Give back, exactly and with nothing added, the lines that run from the one containing "the wooden table" to the final line below.

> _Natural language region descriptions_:
------------------------------
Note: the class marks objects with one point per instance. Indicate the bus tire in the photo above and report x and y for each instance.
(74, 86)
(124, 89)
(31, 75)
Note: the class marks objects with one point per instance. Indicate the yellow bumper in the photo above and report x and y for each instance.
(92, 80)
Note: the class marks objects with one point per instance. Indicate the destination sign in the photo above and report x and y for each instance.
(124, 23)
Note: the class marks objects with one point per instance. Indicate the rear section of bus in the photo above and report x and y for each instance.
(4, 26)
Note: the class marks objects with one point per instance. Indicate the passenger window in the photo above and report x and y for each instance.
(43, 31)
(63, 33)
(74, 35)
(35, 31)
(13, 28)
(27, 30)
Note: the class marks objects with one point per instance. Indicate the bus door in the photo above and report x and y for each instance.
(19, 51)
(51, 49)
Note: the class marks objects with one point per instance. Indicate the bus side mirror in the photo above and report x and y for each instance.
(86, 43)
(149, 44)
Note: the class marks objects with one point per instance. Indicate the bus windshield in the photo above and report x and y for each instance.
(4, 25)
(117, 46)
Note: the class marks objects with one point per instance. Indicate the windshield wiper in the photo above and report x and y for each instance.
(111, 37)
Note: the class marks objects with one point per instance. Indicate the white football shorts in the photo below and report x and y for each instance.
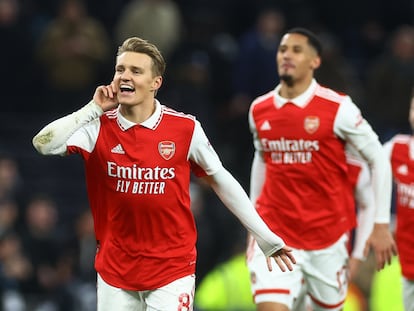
(175, 296)
(322, 273)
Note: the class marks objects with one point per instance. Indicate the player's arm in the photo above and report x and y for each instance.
(365, 203)
(51, 140)
(233, 196)
(352, 127)
(236, 200)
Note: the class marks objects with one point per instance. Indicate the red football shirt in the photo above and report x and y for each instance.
(306, 195)
(402, 161)
(138, 179)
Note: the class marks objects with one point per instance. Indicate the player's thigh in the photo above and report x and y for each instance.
(273, 286)
(111, 298)
(326, 276)
(175, 296)
(408, 294)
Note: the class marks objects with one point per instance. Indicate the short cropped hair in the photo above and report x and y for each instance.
(312, 38)
(138, 45)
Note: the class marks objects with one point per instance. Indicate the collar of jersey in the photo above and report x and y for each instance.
(150, 123)
(299, 101)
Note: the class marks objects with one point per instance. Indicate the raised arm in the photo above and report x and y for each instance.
(51, 140)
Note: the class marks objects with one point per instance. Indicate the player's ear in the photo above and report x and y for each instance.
(316, 62)
(156, 83)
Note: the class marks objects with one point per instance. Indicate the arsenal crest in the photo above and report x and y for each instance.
(311, 124)
(166, 149)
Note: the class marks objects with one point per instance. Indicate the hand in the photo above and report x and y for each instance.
(383, 245)
(284, 258)
(105, 96)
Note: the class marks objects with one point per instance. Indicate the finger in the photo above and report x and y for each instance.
(104, 91)
(113, 87)
(269, 264)
(380, 261)
(287, 262)
(110, 92)
(291, 257)
(280, 263)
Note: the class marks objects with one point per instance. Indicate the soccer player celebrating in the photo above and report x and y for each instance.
(401, 152)
(139, 155)
(299, 181)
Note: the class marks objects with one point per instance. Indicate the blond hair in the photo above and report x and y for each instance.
(138, 45)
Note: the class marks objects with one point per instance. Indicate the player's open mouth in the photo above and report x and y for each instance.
(124, 88)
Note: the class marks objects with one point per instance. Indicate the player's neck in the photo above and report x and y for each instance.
(138, 113)
(295, 89)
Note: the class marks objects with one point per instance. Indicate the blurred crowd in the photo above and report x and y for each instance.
(220, 55)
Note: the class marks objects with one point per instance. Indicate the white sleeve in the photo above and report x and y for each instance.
(257, 178)
(202, 152)
(258, 169)
(365, 202)
(237, 201)
(353, 128)
(53, 138)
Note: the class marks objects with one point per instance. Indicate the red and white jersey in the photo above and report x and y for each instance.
(306, 193)
(138, 179)
(360, 177)
(401, 151)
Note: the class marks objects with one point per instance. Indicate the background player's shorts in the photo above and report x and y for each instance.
(322, 272)
(175, 296)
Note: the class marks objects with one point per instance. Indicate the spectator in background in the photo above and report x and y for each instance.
(254, 73)
(43, 244)
(400, 151)
(15, 269)
(336, 70)
(389, 84)
(158, 21)
(73, 49)
(11, 184)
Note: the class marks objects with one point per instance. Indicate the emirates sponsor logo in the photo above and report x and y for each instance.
(402, 169)
(166, 149)
(266, 126)
(118, 149)
(311, 124)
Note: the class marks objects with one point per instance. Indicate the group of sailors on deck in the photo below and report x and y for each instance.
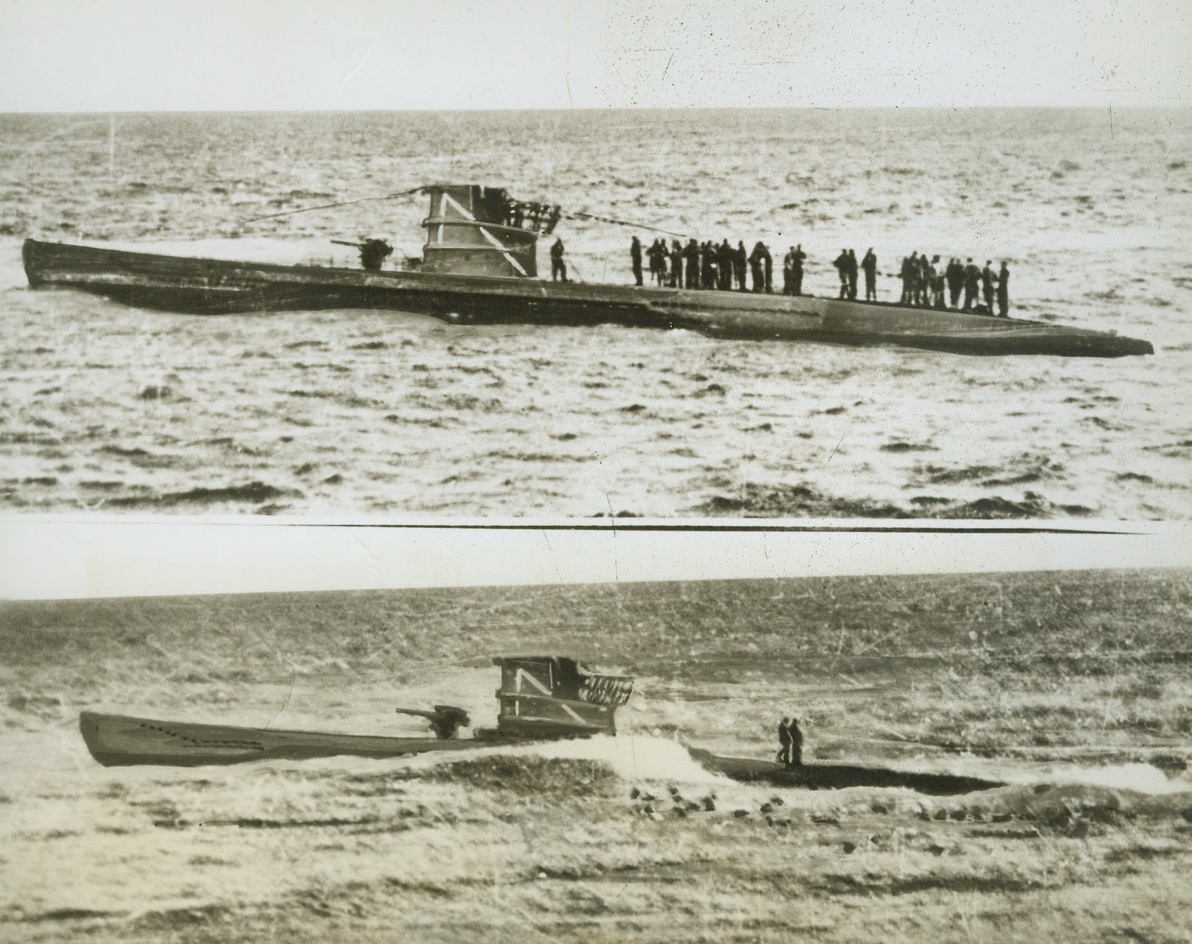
(703, 266)
(924, 284)
(724, 267)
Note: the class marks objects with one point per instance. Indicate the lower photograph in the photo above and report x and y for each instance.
(936, 757)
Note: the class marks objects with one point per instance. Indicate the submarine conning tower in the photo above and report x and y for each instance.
(551, 696)
(473, 230)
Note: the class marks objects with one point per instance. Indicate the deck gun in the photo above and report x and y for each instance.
(445, 719)
(372, 252)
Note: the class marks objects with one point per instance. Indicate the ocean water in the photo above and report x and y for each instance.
(374, 412)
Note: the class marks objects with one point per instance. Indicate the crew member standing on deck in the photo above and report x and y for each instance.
(869, 266)
(558, 267)
(842, 267)
(1004, 291)
(796, 744)
(987, 285)
(691, 262)
(955, 281)
(755, 265)
(972, 284)
(676, 280)
(725, 267)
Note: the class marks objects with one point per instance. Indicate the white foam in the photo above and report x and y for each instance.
(634, 757)
(1137, 777)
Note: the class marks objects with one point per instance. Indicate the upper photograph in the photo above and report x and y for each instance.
(585, 261)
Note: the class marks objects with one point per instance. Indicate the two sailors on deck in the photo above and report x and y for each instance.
(790, 743)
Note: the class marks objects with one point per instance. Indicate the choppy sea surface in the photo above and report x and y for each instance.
(376, 412)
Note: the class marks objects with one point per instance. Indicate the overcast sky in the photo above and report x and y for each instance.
(150, 55)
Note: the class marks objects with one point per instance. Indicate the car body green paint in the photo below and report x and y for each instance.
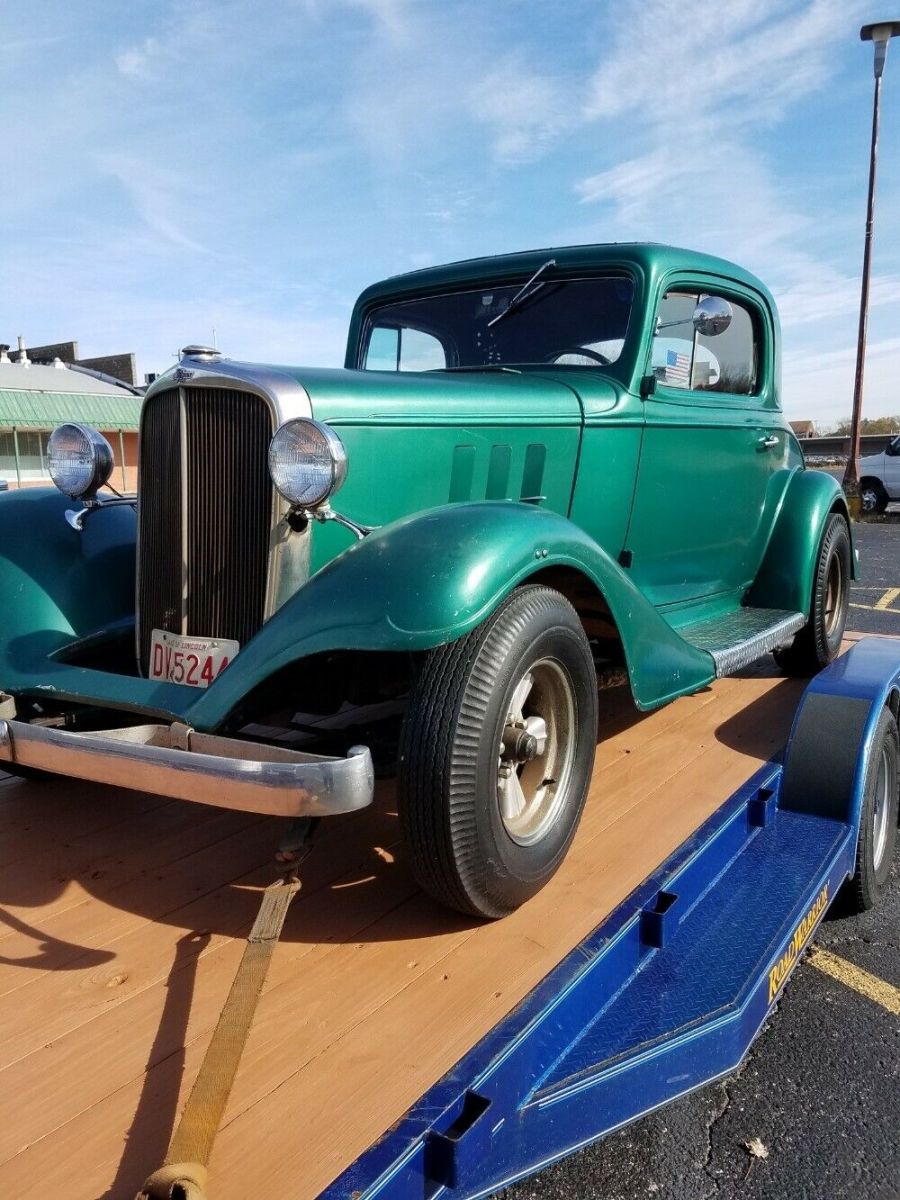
(441, 462)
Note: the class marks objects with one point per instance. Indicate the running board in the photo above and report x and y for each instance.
(738, 639)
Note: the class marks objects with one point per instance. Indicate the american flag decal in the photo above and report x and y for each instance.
(678, 367)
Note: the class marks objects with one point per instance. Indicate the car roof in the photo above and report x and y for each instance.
(654, 258)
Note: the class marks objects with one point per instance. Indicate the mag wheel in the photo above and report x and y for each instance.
(496, 755)
(820, 640)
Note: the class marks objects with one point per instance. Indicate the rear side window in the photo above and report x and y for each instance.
(726, 363)
(397, 348)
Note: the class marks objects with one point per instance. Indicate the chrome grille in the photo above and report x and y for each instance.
(204, 486)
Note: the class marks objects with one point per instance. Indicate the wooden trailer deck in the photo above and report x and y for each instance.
(121, 918)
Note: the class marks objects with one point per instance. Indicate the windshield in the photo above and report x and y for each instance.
(562, 322)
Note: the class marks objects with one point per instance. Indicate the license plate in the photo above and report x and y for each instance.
(195, 661)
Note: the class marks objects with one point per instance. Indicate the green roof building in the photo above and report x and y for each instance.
(35, 399)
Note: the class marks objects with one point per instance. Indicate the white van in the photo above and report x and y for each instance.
(880, 478)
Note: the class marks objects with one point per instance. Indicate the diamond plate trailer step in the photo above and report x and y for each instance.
(670, 990)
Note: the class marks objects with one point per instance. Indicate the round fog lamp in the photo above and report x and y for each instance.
(307, 462)
(81, 460)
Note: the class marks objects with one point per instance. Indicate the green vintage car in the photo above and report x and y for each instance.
(539, 474)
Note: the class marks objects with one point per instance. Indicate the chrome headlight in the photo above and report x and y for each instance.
(81, 460)
(307, 462)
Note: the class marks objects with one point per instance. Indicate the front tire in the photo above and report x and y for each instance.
(496, 755)
(819, 642)
(877, 822)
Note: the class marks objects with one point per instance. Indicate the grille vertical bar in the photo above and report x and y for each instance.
(160, 519)
(229, 511)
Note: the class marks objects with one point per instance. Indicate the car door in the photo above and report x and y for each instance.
(713, 439)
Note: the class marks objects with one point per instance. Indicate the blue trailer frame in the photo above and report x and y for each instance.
(670, 991)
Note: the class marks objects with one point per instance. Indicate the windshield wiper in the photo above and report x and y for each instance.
(523, 294)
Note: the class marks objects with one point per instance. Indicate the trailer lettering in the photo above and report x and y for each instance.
(798, 940)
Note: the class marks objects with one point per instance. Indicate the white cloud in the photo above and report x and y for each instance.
(138, 63)
(160, 196)
(523, 111)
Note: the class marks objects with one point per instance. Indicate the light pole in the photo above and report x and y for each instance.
(880, 34)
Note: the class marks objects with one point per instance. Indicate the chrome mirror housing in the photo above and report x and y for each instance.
(712, 316)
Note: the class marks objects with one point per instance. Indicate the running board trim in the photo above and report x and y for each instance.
(742, 654)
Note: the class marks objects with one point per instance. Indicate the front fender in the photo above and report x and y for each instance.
(57, 583)
(785, 579)
(433, 577)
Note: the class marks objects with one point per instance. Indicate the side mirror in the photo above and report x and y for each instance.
(712, 316)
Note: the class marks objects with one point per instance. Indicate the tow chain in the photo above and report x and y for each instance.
(184, 1173)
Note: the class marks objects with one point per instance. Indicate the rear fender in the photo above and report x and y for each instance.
(431, 579)
(785, 579)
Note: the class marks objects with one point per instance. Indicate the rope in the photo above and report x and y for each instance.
(183, 1175)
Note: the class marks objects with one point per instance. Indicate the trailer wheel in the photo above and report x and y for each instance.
(819, 641)
(496, 755)
(877, 821)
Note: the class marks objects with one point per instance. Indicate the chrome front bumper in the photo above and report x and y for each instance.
(174, 760)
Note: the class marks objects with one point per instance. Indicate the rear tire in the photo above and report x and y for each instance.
(819, 642)
(496, 755)
(873, 496)
(877, 821)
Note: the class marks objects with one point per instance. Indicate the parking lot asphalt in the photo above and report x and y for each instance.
(821, 1086)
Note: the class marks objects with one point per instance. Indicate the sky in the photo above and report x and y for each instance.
(173, 167)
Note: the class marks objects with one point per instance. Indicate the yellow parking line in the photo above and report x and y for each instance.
(857, 979)
(874, 607)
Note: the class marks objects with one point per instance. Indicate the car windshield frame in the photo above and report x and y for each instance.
(503, 327)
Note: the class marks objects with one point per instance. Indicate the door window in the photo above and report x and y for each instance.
(682, 358)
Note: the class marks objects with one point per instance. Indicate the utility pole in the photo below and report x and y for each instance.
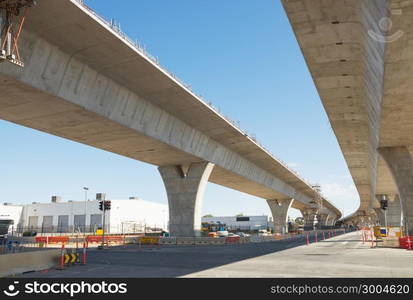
(101, 197)
(86, 189)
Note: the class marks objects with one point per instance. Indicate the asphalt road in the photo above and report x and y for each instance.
(341, 256)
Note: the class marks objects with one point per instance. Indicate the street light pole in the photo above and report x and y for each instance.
(101, 197)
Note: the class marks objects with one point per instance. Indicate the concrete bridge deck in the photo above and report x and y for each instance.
(85, 82)
(359, 55)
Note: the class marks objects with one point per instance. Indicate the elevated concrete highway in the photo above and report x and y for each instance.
(84, 81)
(359, 53)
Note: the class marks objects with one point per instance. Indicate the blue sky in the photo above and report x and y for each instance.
(239, 54)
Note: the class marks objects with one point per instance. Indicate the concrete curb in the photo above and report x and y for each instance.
(18, 263)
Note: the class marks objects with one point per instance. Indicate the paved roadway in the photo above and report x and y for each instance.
(341, 256)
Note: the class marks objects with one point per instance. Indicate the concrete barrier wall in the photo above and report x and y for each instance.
(28, 261)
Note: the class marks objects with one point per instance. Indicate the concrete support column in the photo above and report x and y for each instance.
(309, 216)
(185, 186)
(322, 221)
(279, 211)
(400, 164)
(331, 221)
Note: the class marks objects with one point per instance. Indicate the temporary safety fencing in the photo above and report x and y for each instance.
(52, 239)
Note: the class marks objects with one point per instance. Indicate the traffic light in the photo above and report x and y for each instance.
(107, 205)
(383, 204)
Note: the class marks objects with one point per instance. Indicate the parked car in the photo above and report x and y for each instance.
(232, 235)
(242, 234)
(223, 233)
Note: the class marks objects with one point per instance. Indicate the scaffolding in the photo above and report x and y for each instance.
(12, 17)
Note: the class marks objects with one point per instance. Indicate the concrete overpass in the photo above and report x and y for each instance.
(359, 53)
(84, 81)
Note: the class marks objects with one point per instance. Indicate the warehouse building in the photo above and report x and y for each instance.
(242, 223)
(125, 216)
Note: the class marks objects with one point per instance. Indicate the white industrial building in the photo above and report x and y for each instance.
(125, 216)
(242, 223)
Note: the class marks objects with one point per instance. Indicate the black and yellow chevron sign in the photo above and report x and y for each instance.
(71, 258)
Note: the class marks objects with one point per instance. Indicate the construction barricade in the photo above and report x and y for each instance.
(232, 239)
(406, 242)
(52, 239)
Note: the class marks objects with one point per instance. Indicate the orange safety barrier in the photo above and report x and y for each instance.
(406, 242)
(232, 239)
(98, 238)
(52, 239)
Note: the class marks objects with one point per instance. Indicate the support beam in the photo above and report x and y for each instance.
(279, 211)
(331, 221)
(400, 164)
(309, 216)
(322, 221)
(393, 213)
(185, 188)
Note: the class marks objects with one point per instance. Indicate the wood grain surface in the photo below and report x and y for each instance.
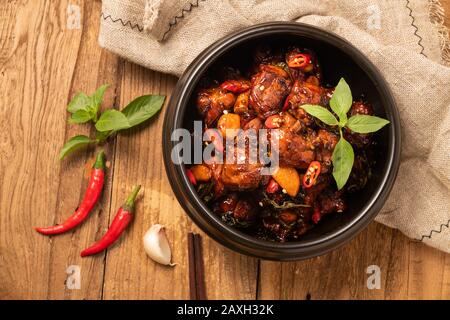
(43, 63)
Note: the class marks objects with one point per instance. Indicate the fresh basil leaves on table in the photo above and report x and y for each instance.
(340, 103)
(85, 109)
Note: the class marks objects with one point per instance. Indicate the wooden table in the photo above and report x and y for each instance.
(42, 65)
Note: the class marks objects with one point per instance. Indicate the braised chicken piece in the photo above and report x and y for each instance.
(267, 98)
(237, 176)
(294, 149)
(270, 86)
(305, 93)
(324, 143)
(212, 102)
(358, 139)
------------------------------
> _Exercise solution_:
Note: the class marks objects with one point per instance. Indicate the wooden table in the photo above and report x and y for each instance.
(42, 65)
Note: the class marks objects with one point per instance. Indicate the braised chicken piece in the photo above and report x and y for each instance.
(267, 98)
(237, 176)
(294, 149)
(270, 86)
(305, 93)
(324, 143)
(212, 102)
(358, 139)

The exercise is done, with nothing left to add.